**Tasks to perform**
(1) According to the court memorandum, in which court is Pryor's unperfected appeal pending?
(2) Transcribe the stretch of the court memorandum from "The problem posed" through "applicability of Preiser.".
— start of Passage —
Opinion
No. 72 Civ. 5029.
January 15, 1974.
William Pryor, pro se.
Louis J. Lefkowitz, Atty. Gen., New York City, for defendant, David H. Berman, Asst. Atty. Gen.
MEMORANDUM
In our memorandum opinion of June 20, 1973, 360 F. Supp. 103, we invited the parties to address themselves to the question whether, in light of Preiser v. Rodriguez, 411 U.S. 475, 93 S.Ct. 1827, 36 L.Ed.2d 439 (1973), the instant proceeding, which was brought under the Civil Rights Act, should have been commenced by petition for a writ of habeas corpus. The defendant now moves for summary judgment on the ground that, under the rule of Preiser, the complaint is indeed essentially a petition for a writ and must therefore be dismissed for failure to exhaust state remedies. There is no question that if exhaustion is mandatory, dismissal must follow, since Pryor has an unperfected appeal pending in the Appellate Division, Second Department, raising substantially the same questions as are presented here. Pryor crossmoves for summary judgment.
The problem posed by this case is both novel and difficult, and we have requested and received supplementary briefs from the parties to assist us in reaching a determination. The question before us is whether a prisoner who couples an attack on the length of confinement with a request for damages thereby avoids the applicability of Preiser.
— end of Passage —
— start of Provided material —
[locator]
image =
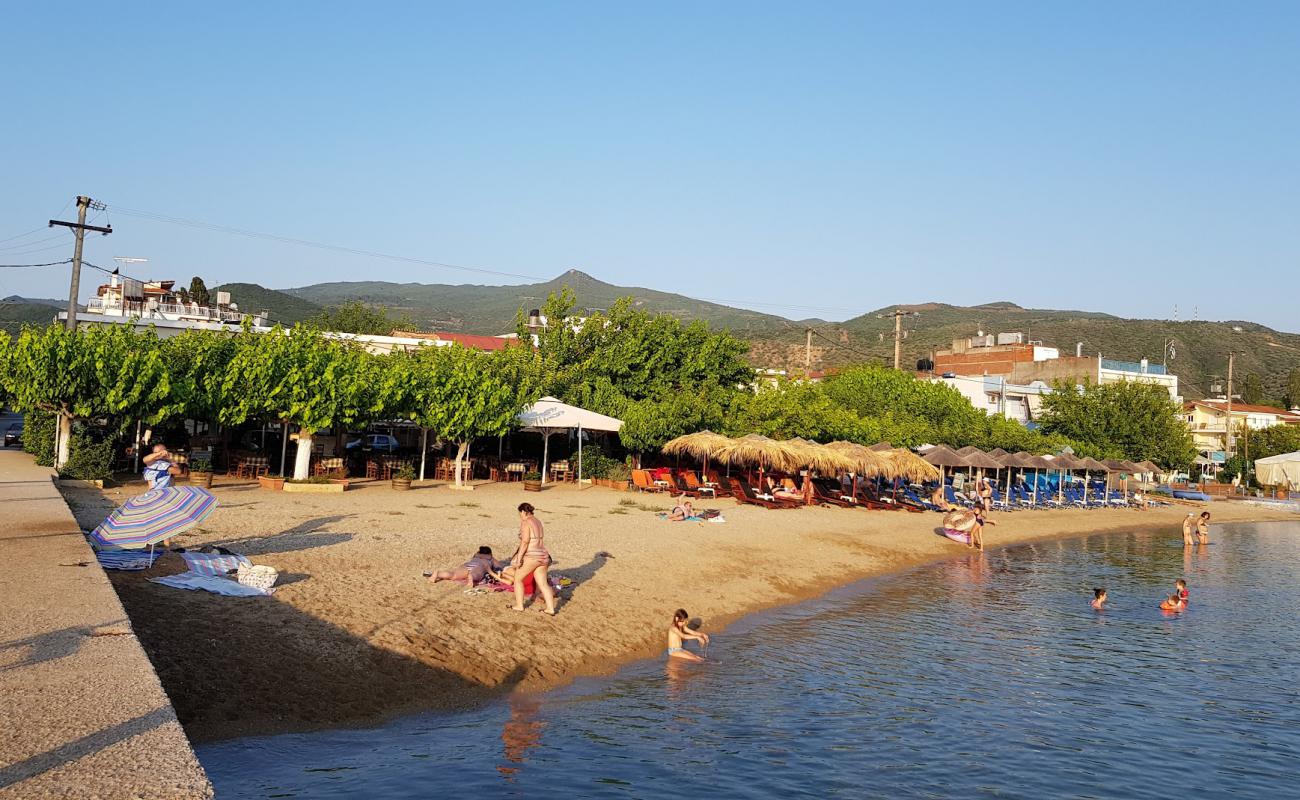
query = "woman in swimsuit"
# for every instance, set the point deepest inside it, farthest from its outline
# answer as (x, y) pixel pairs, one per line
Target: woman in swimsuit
(679, 632)
(532, 558)
(472, 571)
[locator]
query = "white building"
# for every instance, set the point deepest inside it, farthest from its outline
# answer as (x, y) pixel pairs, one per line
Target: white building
(996, 396)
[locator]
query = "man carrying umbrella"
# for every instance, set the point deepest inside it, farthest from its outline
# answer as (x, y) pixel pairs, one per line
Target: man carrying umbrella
(160, 467)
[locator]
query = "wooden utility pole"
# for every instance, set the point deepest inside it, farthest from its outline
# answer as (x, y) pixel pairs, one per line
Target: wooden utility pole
(898, 333)
(1227, 442)
(79, 229)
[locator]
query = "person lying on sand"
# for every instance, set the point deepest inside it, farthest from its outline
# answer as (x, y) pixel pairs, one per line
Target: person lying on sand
(681, 511)
(679, 632)
(472, 571)
(978, 530)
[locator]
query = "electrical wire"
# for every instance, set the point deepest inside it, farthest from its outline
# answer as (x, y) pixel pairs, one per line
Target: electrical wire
(26, 266)
(33, 243)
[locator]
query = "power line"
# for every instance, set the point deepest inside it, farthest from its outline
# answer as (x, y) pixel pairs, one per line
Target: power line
(273, 237)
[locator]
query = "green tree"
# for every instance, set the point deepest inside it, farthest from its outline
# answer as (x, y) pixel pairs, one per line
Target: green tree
(1294, 389)
(359, 318)
(199, 292)
(302, 377)
(1252, 390)
(102, 371)
(1130, 419)
(625, 355)
(460, 394)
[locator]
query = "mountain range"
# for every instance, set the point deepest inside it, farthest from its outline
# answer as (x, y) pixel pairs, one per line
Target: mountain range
(1199, 349)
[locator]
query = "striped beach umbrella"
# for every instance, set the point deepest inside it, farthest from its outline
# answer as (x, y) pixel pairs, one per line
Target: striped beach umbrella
(155, 515)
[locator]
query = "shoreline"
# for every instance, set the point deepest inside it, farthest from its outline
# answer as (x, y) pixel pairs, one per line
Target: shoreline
(355, 638)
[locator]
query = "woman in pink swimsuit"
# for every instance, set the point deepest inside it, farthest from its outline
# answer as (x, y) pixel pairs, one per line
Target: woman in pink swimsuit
(532, 558)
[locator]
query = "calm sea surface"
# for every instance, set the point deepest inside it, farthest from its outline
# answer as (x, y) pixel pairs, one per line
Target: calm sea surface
(983, 675)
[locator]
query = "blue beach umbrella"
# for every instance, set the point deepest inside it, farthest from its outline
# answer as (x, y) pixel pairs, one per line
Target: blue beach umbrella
(155, 515)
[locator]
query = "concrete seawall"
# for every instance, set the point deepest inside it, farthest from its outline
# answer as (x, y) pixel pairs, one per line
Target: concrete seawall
(82, 712)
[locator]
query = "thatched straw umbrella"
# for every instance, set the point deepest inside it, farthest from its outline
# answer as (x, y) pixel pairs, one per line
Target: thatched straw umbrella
(1092, 465)
(701, 444)
(865, 462)
(1065, 463)
(1038, 463)
(820, 458)
(910, 466)
(944, 458)
(755, 449)
(982, 461)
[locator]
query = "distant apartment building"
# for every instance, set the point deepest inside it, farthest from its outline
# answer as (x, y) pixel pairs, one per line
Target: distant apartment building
(125, 301)
(1208, 422)
(1025, 363)
(995, 394)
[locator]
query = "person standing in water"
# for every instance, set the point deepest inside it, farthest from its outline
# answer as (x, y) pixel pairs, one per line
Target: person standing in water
(1099, 600)
(532, 558)
(679, 632)
(1203, 528)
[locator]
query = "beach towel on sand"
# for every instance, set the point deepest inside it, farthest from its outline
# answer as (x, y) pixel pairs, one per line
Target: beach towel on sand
(128, 560)
(211, 583)
(215, 563)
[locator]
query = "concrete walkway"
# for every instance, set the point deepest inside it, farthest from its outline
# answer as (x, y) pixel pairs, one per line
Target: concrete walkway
(82, 713)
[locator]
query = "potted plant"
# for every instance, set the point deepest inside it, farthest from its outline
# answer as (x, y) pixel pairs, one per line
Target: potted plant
(200, 472)
(402, 478)
(619, 478)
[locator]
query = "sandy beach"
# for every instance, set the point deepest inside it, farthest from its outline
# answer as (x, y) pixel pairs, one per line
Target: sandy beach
(355, 634)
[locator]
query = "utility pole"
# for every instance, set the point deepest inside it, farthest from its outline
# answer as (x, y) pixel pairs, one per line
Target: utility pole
(898, 333)
(1227, 444)
(79, 229)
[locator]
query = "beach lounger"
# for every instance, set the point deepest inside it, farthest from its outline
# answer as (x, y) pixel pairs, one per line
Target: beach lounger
(745, 493)
(828, 491)
(644, 483)
(692, 483)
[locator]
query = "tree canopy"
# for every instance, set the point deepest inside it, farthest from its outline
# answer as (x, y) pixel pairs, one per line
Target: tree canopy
(1135, 420)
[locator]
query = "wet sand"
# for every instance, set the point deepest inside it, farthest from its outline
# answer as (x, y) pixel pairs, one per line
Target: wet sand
(355, 634)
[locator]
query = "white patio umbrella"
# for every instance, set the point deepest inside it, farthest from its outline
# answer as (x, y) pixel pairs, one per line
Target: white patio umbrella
(549, 415)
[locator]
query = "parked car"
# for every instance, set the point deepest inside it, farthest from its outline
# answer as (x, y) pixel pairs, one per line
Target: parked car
(375, 442)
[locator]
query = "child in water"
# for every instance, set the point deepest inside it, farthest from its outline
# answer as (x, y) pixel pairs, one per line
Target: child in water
(679, 632)
(1171, 604)
(1099, 600)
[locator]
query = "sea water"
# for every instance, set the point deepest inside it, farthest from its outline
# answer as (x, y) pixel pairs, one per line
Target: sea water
(987, 674)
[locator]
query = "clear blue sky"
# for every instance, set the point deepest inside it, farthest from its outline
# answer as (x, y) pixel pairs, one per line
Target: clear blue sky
(1119, 158)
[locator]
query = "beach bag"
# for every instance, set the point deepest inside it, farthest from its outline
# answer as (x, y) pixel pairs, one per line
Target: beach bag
(259, 576)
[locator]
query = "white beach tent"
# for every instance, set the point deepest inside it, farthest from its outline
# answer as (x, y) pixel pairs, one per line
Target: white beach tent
(1282, 471)
(549, 415)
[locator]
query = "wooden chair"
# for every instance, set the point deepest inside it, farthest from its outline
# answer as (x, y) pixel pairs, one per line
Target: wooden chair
(644, 483)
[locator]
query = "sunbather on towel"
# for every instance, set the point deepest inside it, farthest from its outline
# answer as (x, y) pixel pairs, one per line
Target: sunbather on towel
(472, 571)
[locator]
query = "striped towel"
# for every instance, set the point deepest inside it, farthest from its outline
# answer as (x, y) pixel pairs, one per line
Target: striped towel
(128, 560)
(211, 583)
(213, 563)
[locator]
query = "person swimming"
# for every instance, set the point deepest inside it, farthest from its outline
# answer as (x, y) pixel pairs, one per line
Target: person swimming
(679, 632)
(1099, 600)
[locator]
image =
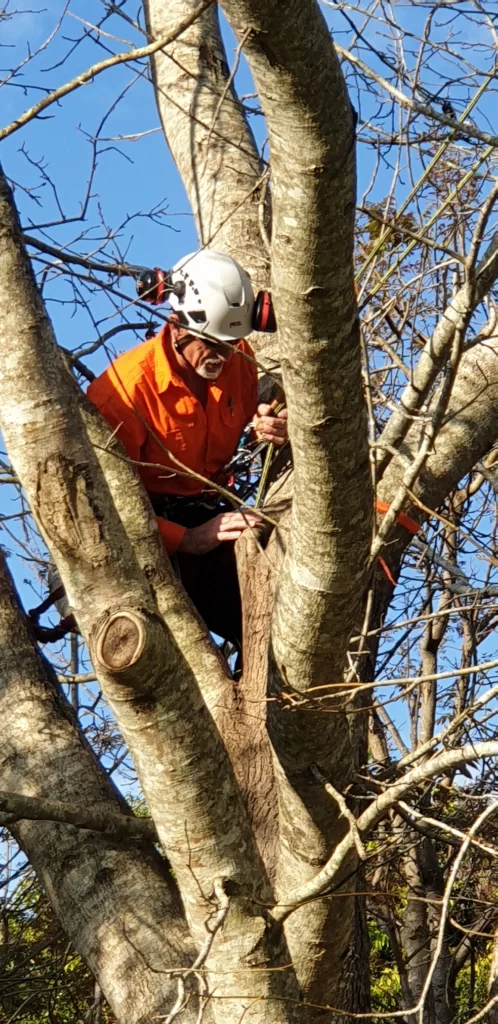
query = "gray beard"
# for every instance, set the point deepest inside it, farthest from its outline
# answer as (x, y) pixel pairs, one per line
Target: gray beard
(210, 370)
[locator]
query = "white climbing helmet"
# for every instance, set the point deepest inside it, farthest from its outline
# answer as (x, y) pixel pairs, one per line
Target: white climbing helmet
(217, 298)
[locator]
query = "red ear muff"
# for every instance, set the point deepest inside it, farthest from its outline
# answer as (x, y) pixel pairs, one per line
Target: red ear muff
(263, 315)
(152, 286)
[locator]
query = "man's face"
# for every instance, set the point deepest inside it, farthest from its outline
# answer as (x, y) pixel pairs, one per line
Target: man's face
(207, 358)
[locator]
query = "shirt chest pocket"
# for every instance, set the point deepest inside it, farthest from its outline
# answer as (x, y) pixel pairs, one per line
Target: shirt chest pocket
(232, 415)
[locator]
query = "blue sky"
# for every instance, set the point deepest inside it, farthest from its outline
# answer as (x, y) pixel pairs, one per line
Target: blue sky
(139, 175)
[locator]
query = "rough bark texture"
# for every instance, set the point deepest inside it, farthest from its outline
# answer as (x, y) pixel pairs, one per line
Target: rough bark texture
(208, 134)
(212, 143)
(183, 768)
(432, 357)
(115, 899)
(323, 577)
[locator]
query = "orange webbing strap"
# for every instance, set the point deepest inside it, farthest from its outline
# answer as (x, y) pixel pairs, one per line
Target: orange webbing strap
(404, 520)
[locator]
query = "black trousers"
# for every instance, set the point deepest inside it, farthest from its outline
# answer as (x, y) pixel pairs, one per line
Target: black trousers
(210, 580)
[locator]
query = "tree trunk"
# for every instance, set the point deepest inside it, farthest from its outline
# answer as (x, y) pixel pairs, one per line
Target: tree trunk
(209, 136)
(182, 766)
(115, 899)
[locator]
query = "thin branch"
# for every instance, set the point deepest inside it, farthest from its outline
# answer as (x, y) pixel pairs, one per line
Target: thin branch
(91, 73)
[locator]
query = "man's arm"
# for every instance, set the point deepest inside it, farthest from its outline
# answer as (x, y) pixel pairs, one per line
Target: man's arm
(123, 419)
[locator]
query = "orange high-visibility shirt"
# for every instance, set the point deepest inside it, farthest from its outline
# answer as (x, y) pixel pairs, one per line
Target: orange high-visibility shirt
(154, 413)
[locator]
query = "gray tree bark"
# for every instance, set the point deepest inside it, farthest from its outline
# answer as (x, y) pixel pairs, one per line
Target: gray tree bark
(114, 898)
(183, 768)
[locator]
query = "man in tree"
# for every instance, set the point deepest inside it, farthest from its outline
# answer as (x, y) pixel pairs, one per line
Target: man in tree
(179, 403)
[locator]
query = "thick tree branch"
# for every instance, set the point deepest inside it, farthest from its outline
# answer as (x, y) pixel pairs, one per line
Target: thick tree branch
(92, 881)
(321, 584)
(440, 764)
(183, 768)
(17, 807)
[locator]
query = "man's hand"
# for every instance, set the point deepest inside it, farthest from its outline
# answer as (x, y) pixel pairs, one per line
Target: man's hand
(271, 427)
(226, 526)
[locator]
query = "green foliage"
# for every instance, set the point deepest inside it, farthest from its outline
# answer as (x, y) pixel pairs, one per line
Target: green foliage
(42, 979)
(471, 988)
(385, 988)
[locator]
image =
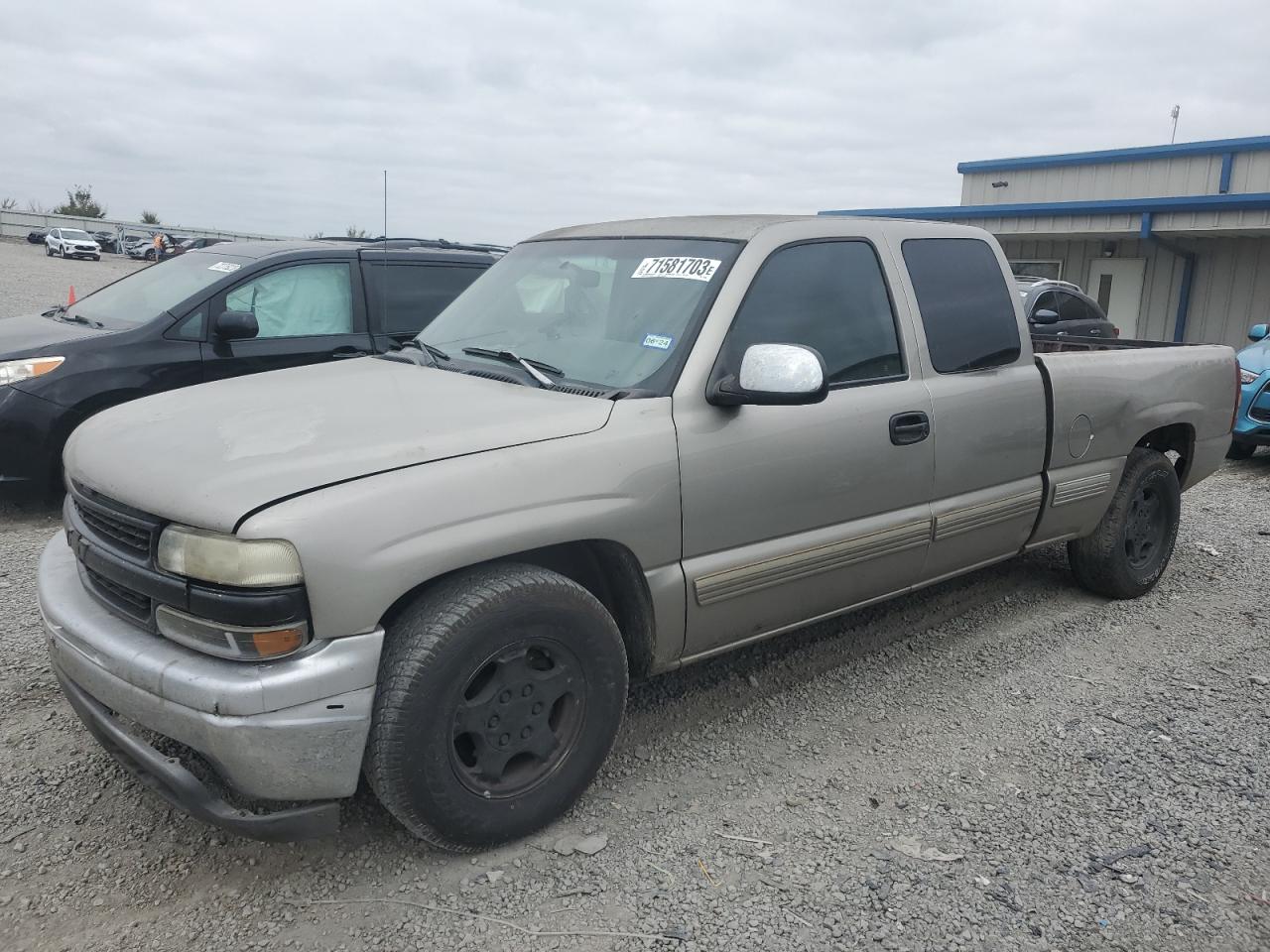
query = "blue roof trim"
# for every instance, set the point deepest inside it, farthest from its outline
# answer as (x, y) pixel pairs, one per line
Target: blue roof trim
(1213, 146)
(1251, 202)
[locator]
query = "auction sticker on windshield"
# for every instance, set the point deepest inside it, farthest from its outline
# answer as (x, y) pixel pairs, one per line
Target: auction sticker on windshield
(690, 268)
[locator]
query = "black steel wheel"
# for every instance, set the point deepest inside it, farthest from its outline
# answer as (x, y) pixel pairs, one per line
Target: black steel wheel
(517, 717)
(500, 693)
(1133, 542)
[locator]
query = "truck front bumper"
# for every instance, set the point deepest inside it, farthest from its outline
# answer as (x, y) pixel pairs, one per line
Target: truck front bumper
(291, 730)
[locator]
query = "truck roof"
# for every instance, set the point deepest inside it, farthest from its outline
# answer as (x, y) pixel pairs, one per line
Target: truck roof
(739, 227)
(338, 249)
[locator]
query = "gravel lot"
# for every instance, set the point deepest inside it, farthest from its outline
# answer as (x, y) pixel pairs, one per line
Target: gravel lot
(32, 282)
(998, 763)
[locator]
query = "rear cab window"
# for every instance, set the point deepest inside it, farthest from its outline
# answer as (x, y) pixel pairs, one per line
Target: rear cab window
(964, 302)
(403, 298)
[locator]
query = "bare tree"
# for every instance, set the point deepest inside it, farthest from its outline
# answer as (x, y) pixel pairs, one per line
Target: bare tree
(81, 203)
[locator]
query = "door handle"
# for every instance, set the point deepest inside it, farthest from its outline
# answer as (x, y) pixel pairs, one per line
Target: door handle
(910, 428)
(340, 352)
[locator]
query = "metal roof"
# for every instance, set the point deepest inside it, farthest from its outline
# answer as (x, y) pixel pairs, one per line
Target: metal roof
(1257, 200)
(1213, 146)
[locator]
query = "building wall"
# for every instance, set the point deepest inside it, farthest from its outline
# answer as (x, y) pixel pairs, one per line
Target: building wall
(1150, 178)
(1229, 287)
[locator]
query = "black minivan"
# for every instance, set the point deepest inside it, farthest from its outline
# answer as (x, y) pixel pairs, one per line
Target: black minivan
(208, 313)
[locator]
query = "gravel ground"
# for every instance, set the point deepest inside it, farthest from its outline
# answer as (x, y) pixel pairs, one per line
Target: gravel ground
(32, 282)
(1003, 762)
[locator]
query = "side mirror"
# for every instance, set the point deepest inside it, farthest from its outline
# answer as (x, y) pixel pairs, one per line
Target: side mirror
(774, 375)
(236, 325)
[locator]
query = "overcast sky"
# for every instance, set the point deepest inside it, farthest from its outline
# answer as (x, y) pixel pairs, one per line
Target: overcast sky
(499, 119)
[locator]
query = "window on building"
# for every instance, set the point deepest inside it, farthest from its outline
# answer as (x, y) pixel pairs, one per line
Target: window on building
(829, 296)
(966, 308)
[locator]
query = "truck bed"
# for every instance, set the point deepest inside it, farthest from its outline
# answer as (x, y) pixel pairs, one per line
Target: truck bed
(1109, 397)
— end of Provided material —
**Solutions by task**
(1) The Appellate Division, Second Department.

(2)
The problem posed by this case is both novel and difficult, and we have requested and received supplementary briefs from the parties to assist us in reaching a determination. The question before us is whether a prisoner who couples an attack on the length of confinement with a request for damages thereby avoids the applicability of Preiser.